### TEXT SECTION
100% correct and thank you. No heat issues with this install.


----------



## Too Stroked (Jan 1, 2010)

PeteB4;1094730 said:


> I just picked up a couple of beacons with the cig plugs. Do you think I could fit both cig plugs (one and then the other) through the opening?
> Not sure what you run for a truck, I have a 2000 F350. Don't know how much of a difference that would make on the opening.


If the first one goes through, the second should be no big problem. Make sure you're careful when you re-install the 3rd brake light though. Don't pinch the wires.


----------



## Pirsch (Jun 1, 2007)

ok...here's my 2 cents.. IF you have a truck with the plug in the headliner over the driver seat you CAN go thru the 3rd brake light.

IS the lightbar going to be Permanant Mount or you using the Magnets... Reguardless if you run the wire down the "A" post and down between the fender and door you'll be ok.. just make sure you put the wire BEHIND the upper door hinge and into the truck behind the molding and kick plate on the side of door panel. 

The others were correct on going under the truck and thru a hole...just make sure you seal up the hole with the wire in it or your going to have a wet floor. 3rd brake light you run the wire under the BOTTOM of the light through the cab to that wire that maybe over the driverside head or just run it to under the molding around the window and around and to the switch or your lighter plug.

IF your just doing temp mount and cigarette plug, just run the wire through the passenger side door jam at the top... The wire should be able to handle it just keep an eye on it. The rubber molding around the door will absorb 95+% of the impact of the door against the wire. 

Good luck with it and when you get done post some pictures of your install.


----------



## massfirefighter (Oct 14, 2008)

gtstang462002;1094612 said:


> If the wires and or connectors are not warming up then there is no reason to worry about them. All you are doing here is doubling the actual strand count inside of the wires. Electricity takes the path of least resistance, and only travels over the outer surface of the copper anyhow. The actual weak spot in any electrical circuit are connection points from start to finish and anywhere in between.


Not to be a dink but incorrect. 
For 60Hz AC in conductor material, the current is concentrated in the outer few centimeters of the cable.

### PROVIDED INFORMATION
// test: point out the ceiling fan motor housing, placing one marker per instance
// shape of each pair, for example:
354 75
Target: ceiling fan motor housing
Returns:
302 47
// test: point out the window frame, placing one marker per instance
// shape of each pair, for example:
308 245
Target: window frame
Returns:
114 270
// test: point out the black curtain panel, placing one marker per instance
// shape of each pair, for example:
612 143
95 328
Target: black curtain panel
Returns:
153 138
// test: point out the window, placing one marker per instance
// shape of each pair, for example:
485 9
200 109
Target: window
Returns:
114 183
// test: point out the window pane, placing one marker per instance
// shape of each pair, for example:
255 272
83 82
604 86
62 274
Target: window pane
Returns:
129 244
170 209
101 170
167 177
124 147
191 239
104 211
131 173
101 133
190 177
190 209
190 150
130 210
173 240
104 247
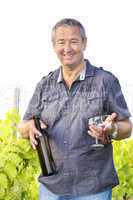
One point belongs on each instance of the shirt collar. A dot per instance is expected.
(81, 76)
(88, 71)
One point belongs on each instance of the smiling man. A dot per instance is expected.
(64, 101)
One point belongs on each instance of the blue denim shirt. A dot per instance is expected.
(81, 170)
...
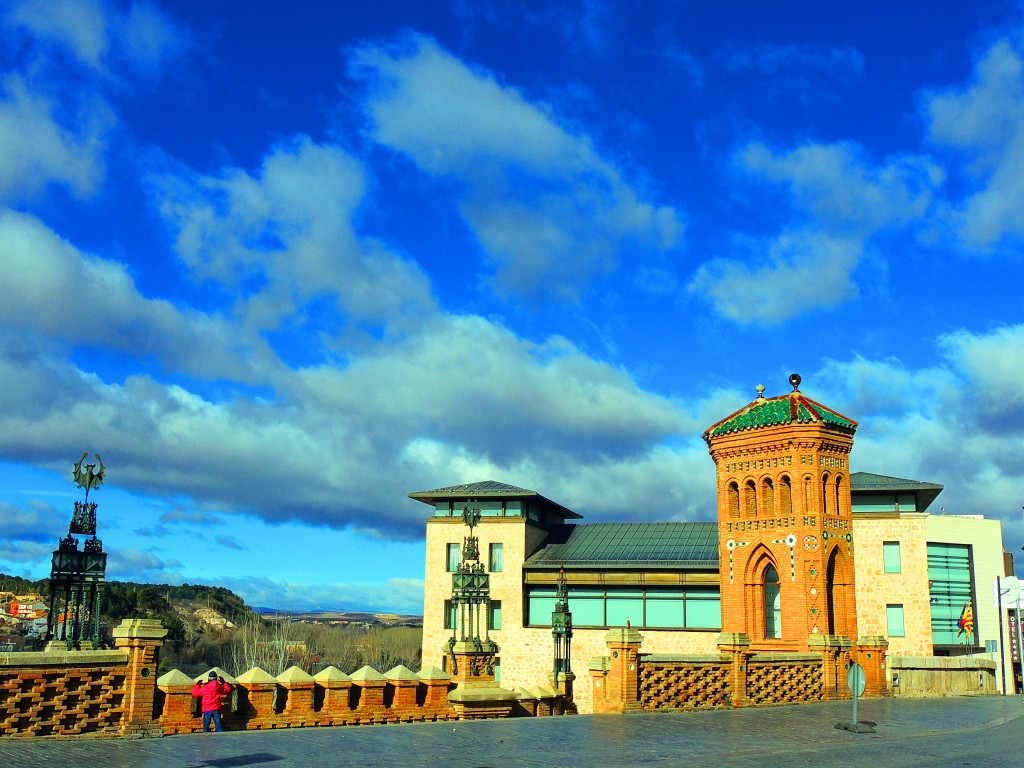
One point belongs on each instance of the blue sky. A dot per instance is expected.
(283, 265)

### EXERCISE TASK 1
In the forum thread about wiring truck lights, how much of the door's impact does Pirsch say the rubber molding absorbs?
### EXERCISE TASK 2
Reproduce the forum thread about wiring truck lights from "## Pirsch (Jun" up to and including "3rd brake light.".

### WRITTEN REPLY 1
95+% of the impact of the door against the wire.

### WRITTEN REPLY 2
## Pirsch (Jun 1, 2007)

ok...here's my 2 cents.. IF you have a truck with the plug in the headliner over the driver seat you CAN go thru the 3rd brake light.